What is required
Edit the stretch of data from the line containing "Annotation task — locate each instance of the sandy" through the end of the data, changing "marker" to "point" and keeping everything else the same. Give back only those lines.

Supplied records
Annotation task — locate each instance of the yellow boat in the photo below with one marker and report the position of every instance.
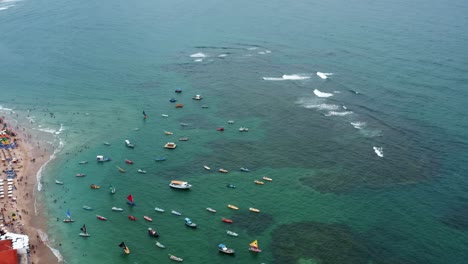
(255, 210)
(233, 207)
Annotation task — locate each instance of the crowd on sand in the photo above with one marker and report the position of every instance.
(21, 157)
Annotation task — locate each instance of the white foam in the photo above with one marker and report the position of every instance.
(314, 103)
(198, 55)
(335, 113)
(5, 109)
(324, 75)
(378, 151)
(358, 124)
(322, 94)
(295, 77)
(273, 79)
(6, 7)
(289, 77)
(45, 240)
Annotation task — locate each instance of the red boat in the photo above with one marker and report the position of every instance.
(100, 217)
(131, 217)
(225, 220)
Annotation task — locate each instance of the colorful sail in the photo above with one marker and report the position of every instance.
(254, 244)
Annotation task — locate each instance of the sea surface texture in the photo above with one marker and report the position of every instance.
(355, 109)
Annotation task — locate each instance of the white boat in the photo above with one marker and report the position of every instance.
(129, 144)
(84, 232)
(175, 212)
(170, 145)
(160, 245)
(180, 185)
(231, 233)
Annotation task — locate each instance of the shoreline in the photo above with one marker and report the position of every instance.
(31, 156)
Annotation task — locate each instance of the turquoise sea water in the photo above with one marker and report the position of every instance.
(83, 72)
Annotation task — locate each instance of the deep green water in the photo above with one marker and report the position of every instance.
(399, 82)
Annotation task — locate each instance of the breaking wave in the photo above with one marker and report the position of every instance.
(378, 151)
(358, 124)
(322, 94)
(335, 113)
(324, 75)
(198, 55)
(288, 77)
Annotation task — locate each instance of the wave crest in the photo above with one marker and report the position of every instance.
(322, 94)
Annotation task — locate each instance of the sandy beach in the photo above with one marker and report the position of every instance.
(26, 160)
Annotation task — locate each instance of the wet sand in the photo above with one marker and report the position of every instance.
(29, 156)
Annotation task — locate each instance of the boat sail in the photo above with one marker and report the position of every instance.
(254, 247)
(112, 189)
(68, 219)
(130, 200)
(125, 248)
(84, 232)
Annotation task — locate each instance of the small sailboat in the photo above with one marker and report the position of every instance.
(231, 233)
(89, 208)
(125, 248)
(158, 244)
(58, 182)
(84, 232)
(224, 249)
(130, 200)
(254, 247)
(152, 232)
(175, 258)
(68, 219)
(159, 209)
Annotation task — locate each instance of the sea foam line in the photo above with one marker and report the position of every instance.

Result for this exercise
Annotation task — locate each instance of the sandy beach in the photo above with one point and report the position of every instance.
(26, 160)
Annotation task — locate each instance of the wet sand in the photo above with one point and report the position of every instance.
(29, 156)
Annotation task — locate each instance of the boat sail in the photo above with one point and report the position of every instance.
(254, 247)
(112, 189)
(68, 219)
(130, 200)
(125, 248)
(84, 232)
Annotation task — locate each instance of the small sailboat in the photo above with one point and report the position of every instance.
(231, 233)
(89, 208)
(125, 248)
(158, 244)
(58, 182)
(84, 232)
(224, 249)
(130, 200)
(254, 247)
(152, 232)
(175, 258)
(68, 219)
(159, 209)
Annotation task — locate each instance of the sea foam line in the photo above with one point and report the position of every instance.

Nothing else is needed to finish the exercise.